_Directions for this task_
Each line from the one containing "is the magenta" to the end of the entries below must be restated exactly, and no other line should appear.

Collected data
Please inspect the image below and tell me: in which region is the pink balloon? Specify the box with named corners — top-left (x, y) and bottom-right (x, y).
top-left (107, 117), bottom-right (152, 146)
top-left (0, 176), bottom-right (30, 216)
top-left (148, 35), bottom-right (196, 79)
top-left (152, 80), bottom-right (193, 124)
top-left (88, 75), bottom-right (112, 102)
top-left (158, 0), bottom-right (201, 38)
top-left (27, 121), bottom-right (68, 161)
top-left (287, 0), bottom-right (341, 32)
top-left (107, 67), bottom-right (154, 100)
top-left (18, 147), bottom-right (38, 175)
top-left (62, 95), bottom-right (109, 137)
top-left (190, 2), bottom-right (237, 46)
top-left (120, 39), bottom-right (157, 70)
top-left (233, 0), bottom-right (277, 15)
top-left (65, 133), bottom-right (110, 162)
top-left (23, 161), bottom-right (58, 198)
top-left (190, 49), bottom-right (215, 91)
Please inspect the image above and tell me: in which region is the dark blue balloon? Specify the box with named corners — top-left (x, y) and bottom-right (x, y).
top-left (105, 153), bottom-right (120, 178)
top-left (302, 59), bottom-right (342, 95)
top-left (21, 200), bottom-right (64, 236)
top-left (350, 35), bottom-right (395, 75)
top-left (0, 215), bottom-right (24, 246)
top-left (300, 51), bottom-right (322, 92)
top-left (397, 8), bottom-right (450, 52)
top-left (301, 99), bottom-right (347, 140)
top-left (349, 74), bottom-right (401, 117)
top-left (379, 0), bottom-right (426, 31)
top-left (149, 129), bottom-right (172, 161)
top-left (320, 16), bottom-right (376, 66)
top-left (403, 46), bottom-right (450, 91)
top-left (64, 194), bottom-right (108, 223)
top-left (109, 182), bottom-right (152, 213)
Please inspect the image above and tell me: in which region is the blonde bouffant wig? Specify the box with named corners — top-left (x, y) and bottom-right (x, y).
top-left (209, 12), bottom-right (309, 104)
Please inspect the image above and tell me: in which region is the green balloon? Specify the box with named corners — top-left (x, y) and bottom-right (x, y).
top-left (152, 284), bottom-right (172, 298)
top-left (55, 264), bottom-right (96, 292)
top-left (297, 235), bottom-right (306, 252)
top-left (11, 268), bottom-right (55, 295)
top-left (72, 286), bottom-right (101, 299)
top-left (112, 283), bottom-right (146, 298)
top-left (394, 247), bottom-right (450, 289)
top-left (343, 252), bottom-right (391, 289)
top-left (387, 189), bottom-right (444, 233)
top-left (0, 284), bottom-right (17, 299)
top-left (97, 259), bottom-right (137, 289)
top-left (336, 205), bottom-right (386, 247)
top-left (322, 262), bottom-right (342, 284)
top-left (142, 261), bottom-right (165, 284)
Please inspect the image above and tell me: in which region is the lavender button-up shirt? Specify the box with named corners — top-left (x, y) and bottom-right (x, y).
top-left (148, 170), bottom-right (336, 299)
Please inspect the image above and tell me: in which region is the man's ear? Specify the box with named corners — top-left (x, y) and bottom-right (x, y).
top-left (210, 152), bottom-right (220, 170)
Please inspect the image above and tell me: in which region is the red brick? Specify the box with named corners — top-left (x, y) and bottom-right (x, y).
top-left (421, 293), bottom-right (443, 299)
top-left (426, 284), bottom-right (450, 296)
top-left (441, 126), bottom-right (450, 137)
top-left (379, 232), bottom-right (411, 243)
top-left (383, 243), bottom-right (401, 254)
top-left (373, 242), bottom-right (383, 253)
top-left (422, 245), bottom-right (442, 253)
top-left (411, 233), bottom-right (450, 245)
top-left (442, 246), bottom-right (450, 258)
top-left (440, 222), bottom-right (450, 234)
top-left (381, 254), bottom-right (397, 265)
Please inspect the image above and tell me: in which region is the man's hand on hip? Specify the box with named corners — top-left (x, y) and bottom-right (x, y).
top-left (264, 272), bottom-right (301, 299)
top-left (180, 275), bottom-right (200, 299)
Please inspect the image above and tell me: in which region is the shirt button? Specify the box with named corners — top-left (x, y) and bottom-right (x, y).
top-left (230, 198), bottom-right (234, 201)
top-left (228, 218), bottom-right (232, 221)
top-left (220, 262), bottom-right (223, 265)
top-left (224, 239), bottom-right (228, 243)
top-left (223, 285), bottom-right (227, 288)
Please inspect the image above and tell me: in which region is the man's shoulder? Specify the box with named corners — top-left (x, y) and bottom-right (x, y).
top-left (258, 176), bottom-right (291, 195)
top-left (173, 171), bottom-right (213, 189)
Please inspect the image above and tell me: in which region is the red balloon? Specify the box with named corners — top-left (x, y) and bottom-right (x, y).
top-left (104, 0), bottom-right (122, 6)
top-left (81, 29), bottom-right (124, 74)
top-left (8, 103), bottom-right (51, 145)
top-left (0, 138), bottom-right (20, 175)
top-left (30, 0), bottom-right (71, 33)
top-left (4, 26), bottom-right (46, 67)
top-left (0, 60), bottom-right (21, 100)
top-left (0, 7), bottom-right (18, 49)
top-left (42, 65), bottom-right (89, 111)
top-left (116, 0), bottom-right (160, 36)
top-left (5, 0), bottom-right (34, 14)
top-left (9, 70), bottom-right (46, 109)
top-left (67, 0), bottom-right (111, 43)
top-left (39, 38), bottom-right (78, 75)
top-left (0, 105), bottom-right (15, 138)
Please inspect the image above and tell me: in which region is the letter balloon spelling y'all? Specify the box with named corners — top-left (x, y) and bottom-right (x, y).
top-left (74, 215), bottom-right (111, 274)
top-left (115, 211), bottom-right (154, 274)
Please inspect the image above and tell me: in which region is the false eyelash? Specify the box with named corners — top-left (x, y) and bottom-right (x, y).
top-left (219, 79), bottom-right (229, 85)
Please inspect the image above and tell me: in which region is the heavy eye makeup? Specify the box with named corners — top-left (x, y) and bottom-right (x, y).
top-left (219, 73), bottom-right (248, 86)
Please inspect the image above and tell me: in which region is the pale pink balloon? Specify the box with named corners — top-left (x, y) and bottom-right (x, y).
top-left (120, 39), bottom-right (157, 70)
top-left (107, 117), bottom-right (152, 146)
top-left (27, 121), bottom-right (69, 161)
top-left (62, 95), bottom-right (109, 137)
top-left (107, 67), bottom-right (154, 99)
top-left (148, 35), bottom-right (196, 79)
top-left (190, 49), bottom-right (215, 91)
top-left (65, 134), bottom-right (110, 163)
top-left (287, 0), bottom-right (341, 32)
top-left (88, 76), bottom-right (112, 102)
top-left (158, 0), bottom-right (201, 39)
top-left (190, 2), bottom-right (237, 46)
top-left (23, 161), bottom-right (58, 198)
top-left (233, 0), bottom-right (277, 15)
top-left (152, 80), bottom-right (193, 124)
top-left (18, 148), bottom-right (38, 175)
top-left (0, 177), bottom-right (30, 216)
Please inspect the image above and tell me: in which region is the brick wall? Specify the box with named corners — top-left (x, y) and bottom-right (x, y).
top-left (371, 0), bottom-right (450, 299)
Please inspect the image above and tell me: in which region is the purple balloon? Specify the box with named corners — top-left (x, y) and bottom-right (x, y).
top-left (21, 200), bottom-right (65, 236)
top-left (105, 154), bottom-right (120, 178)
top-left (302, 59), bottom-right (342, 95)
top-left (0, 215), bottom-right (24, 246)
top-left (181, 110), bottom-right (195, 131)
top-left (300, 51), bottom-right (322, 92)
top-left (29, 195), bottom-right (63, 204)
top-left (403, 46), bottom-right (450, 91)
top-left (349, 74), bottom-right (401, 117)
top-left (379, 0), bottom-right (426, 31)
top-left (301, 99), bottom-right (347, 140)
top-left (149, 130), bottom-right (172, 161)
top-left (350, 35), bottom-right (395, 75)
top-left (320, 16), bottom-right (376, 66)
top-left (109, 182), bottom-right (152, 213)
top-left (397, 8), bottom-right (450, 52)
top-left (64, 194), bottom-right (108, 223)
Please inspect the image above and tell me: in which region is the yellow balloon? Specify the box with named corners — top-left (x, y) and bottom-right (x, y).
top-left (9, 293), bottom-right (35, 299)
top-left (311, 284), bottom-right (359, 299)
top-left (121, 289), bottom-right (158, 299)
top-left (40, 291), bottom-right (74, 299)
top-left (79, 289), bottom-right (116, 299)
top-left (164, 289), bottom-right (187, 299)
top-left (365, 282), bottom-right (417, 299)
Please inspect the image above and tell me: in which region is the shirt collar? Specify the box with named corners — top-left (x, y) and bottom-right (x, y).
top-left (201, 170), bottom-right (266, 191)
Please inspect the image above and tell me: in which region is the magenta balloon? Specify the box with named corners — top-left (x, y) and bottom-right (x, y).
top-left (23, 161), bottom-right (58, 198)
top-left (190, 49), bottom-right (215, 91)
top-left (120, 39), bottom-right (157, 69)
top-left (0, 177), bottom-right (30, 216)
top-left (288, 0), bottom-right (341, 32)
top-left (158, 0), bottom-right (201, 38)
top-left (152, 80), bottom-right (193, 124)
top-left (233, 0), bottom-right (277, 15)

_Written answer_
Please inspect the image above and tell me: in which region is the magenta balloon? Specify the box with named corners — top-left (x, y) and bottom-right (x, y).
top-left (23, 161), bottom-right (58, 198)
top-left (190, 49), bottom-right (215, 91)
top-left (120, 39), bottom-right (157, 69)
top-left (0, 177), bottom-right (30, 216)
top-left (288, 0), bottom-right (341, 32)
top-left (158, 0), bottom-right (201, 38)
top-left (152, 80), bottom-right (193, 124)
top-left (233, 0), bottom-right (277, 15)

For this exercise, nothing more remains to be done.